Return the lines exactly as they appear, from the line with "negative clicks: (202, 269)" to the line with "box: [335, 277, 455, 427]", both included.

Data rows
====
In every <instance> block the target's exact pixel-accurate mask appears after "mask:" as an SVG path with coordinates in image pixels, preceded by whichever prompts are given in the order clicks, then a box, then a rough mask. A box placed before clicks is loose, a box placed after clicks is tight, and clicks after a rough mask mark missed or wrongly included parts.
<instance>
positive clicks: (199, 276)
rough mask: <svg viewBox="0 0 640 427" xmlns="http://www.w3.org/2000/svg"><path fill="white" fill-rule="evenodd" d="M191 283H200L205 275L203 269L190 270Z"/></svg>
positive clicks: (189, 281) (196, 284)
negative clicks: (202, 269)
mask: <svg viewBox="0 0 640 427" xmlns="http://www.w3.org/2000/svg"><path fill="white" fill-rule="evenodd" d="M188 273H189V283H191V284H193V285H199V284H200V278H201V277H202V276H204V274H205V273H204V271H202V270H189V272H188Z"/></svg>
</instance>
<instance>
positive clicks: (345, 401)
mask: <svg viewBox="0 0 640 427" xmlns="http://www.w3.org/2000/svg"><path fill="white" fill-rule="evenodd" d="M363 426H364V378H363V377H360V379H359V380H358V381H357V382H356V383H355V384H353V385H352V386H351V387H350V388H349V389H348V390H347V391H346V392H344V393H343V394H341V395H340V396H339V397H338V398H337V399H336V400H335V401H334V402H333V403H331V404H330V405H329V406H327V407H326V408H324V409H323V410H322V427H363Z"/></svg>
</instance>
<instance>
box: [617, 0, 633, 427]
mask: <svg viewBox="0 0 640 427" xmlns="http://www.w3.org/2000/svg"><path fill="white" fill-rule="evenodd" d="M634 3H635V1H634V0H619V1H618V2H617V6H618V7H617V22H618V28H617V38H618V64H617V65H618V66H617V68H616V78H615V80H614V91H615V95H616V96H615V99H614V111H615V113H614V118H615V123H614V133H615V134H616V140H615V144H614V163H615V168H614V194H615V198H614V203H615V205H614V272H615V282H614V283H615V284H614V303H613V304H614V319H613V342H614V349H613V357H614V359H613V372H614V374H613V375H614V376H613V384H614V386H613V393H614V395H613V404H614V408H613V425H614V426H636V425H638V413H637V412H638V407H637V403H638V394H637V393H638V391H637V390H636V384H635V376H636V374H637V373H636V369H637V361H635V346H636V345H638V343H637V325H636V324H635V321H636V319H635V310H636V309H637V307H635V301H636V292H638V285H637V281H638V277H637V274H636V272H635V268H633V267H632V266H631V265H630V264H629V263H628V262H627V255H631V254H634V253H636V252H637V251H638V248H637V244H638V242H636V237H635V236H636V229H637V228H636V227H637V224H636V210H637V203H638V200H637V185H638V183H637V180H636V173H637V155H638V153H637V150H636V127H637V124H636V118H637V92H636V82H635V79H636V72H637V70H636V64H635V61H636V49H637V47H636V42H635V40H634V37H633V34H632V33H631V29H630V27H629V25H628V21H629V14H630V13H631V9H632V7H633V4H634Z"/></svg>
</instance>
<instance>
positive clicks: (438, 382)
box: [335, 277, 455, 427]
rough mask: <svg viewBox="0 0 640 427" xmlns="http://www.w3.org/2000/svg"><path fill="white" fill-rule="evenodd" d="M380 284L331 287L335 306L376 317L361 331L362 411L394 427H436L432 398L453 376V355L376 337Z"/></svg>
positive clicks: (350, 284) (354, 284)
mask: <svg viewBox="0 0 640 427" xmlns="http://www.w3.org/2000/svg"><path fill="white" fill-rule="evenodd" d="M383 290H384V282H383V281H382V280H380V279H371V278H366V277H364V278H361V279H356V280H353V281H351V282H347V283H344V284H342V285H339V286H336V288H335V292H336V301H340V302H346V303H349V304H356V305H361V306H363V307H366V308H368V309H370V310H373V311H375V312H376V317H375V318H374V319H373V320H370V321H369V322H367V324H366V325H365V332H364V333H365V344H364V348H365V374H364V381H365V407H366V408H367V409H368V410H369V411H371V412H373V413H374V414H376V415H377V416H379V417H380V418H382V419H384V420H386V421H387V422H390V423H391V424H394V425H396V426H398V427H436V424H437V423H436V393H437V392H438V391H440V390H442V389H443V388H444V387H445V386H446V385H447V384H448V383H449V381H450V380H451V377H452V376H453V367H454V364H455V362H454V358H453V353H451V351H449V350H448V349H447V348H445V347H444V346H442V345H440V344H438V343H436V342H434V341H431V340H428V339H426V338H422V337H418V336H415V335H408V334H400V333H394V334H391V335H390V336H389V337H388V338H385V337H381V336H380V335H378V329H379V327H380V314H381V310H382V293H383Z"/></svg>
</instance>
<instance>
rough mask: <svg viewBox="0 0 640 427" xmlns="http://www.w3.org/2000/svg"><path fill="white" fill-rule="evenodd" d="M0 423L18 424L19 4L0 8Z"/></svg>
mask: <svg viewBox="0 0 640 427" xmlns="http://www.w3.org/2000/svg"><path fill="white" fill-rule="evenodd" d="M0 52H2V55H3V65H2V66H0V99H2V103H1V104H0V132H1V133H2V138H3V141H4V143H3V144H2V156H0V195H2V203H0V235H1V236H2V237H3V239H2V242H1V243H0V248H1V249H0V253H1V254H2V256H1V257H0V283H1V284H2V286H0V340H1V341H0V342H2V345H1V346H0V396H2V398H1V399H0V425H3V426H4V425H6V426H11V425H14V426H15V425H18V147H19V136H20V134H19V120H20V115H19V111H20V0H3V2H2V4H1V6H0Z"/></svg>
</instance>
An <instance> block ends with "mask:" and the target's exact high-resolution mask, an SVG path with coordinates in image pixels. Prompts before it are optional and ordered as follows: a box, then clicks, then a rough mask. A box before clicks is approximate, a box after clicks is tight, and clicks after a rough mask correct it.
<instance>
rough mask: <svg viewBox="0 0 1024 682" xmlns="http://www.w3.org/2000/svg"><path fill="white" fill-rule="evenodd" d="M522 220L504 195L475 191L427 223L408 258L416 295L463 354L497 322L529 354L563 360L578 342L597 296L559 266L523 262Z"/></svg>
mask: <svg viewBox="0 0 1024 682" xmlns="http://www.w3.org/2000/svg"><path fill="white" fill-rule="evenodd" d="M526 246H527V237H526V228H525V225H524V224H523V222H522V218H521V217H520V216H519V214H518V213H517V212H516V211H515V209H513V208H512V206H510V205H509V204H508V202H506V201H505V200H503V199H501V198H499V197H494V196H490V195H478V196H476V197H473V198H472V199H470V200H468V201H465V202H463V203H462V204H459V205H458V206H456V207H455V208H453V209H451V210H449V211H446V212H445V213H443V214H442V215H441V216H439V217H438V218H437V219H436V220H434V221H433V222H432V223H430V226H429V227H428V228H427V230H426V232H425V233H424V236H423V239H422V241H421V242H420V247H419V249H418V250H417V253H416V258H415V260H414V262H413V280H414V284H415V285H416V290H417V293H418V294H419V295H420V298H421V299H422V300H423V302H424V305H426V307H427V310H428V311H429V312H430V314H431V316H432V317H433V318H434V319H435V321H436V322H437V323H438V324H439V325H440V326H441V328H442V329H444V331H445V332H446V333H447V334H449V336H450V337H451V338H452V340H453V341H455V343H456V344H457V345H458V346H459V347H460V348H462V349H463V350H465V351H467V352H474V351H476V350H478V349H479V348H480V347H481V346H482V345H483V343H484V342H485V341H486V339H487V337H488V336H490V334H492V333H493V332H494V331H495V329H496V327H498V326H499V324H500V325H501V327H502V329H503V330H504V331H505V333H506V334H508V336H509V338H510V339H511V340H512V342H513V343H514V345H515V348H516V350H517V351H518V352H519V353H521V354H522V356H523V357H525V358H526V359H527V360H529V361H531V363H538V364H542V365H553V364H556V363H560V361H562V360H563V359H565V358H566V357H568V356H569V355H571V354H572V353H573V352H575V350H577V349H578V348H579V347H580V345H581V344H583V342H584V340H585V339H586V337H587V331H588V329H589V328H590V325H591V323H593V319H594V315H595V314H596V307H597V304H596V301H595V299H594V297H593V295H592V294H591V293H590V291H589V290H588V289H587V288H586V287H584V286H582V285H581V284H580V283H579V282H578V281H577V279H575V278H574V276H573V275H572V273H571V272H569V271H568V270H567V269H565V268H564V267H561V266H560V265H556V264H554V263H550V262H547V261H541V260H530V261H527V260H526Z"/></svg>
====
◆ Answer space
negative clicks: (202, 269)
mask: <svg viewBox="0 0 640 427" xmlns="http://www.w3.org/2000/svg"><path fill="white" fill-rule="evenodd" d="M188 273H189V283H191V284H193V285H199V284H200V278H201V277H202V276H204V274H205V273H204V271H202V270H189V272H188Z"/></svg>
</instance>
<instance>
positive clicks: (345, 401)
mask: <svg viewBox="0 0 640 427" xmlns="http://www.w3.org/2000/svg"><path fill="white" fill-rule="evenodd" d="M363 426H364V378H363V377H360V379H359V380H358V381H357V382H356V383H355V384H353V385H352V386H351V387H350V388H349V389H348V390H347V391H346V392H344V393H343V394H341V395H340V396H339V397H338V398H337V399H336V400H335V401H334V402H333V403H331V404H330V405H329V406H327V407H326V408H324V409H323V410H322V427H363Z"/></svg>
</instance>
<instance>
box: [617, 0, 633, 427]
mask: <svg viewBox="0 0 640 427" xmlns="http://www.w3.org/2000/svg"><path fill="white" fill-rule="evenodd" d="M634 3H635V1H634V0H619V1H618V2H617V6H618V7H617V22H618V28H617V38H618V64H617V65H618V66H617V68H616V78H615V80H614V91H615V95H616V96H615V99H614V111H615V113H614V118H615V123H614V133H615V134H616V140H615V144H614V163H615V168H614V194H615V198H614V203H615V205H614V272H615V282H614V283H615V284H614V303H613V304H614V319H613V342H614V349H613V357H614V359H613V372H614V374H613V375H614V376H613V384H614V386H613V393H614V395H613V404H614V408H613V425H614V426H636V425H638V413H637V412H638V407H637V403H638V394H637V393H638V391H637V390H636V384H635V376H636V374H637V373H636V369H637V361H635V346H636V345H638V343H637V325H636V324H635V321H636V319H635V310H636V309H637V307H635V301H636V292H638V285H637V281H638V277H637V274H636V272H635V268H633V267H632V266H631V265H630V264H629V263H628V262H627V255H631V254H634V253H636V252H637V251H638V248H637V244H638V242H636V237H635V236H636V229H637V228H636V227H637V224H636V210H637V203H638V200H637V185H638V183H637V180H636V173H637V155H638V153H637V150H636V127H637V124H636V118H637V92H636V82H635V79H636V72H637V70H636V64H635V61H636V49H637V47H636V42H635V40H634V37H633V34H632V33H631V29H630V27H629V25H628V21H629V14H630V13H631V9H632V7H633V4H634Z"/></svg>
</instance>
<instance>
positive clicks: (438, 382)
box: [335, 277, 455, 427]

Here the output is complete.